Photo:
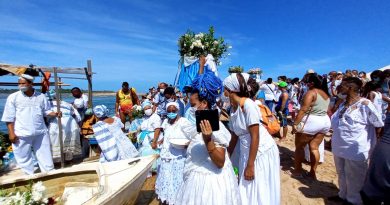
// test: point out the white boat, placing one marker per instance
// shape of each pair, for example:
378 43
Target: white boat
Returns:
116 182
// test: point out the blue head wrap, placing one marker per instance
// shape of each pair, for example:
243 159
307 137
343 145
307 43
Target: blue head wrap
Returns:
146 103
209 86
100 111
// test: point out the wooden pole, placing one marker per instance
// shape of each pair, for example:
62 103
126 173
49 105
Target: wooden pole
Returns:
89 78
59 118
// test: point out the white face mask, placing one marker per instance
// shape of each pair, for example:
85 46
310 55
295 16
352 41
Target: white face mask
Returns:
23 88
148 112
342 96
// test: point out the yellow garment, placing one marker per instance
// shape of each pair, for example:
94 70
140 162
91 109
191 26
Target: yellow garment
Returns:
125 100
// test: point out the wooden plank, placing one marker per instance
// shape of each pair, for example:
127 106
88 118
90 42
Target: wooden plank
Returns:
89 78
79 71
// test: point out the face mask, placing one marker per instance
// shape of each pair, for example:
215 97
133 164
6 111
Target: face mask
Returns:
342 96
172 115
148 112
23 88
190 114
170 100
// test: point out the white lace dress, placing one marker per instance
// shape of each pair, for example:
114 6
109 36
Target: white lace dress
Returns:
170 170
265 188
205 183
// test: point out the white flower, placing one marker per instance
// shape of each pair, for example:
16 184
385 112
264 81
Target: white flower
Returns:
38 187
199 35
36 196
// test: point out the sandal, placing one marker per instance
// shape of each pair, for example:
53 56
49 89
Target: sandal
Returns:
296 176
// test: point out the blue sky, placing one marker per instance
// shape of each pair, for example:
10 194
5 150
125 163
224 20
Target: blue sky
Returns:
136 41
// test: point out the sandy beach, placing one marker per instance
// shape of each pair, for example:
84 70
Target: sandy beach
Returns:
293 191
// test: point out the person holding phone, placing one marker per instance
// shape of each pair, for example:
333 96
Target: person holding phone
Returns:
259 163
172 159
208 173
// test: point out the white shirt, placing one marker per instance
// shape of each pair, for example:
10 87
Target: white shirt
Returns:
181 129
81 102
151 123
240 120
161 102
27 113
198 158
269 91
354 132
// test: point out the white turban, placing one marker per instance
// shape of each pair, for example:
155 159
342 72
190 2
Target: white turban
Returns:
174 104
231 82
27 77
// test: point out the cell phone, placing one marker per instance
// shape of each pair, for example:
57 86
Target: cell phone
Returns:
134 162
211 115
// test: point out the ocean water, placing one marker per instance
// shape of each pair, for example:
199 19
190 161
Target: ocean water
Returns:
108 101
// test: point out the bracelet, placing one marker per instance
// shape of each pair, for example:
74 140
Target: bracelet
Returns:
212 150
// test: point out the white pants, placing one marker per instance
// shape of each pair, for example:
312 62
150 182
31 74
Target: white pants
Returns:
40 144
351 178
321 149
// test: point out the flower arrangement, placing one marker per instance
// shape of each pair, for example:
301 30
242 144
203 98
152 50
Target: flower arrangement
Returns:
236 69
254 71
191 44
33 195
137 112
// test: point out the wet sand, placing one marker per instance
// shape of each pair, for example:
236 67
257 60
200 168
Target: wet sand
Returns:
293 191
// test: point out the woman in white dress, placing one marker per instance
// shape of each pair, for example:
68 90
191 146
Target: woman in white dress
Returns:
311 124
150 132
115 145
170 170
208 173
70 130
259 164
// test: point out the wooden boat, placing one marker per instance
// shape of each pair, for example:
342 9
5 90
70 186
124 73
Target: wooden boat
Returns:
116 182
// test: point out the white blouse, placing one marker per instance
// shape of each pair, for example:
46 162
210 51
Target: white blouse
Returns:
240 120
198 158
354 130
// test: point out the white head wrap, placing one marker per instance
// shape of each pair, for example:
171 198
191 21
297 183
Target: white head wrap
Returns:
174 104
146 103
100 111
231 82
27 77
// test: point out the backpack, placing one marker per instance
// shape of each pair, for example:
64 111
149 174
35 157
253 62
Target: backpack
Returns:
268 119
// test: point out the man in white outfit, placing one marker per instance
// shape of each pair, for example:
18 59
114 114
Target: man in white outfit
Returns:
24 114
353 138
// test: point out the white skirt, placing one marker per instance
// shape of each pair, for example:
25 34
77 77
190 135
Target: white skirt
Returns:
321 149
265 188
316 124
169 179
210 189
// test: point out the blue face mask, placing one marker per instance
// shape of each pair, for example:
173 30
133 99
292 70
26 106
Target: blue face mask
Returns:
172 115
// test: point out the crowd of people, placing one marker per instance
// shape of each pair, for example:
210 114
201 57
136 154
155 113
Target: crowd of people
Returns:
350 106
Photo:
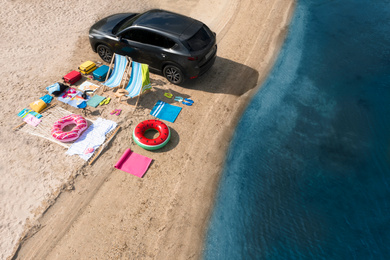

•••••

**Set exercise**
Count the lines of the records that contain the string "beach". Reply with the number alone.

**Exercise result**
2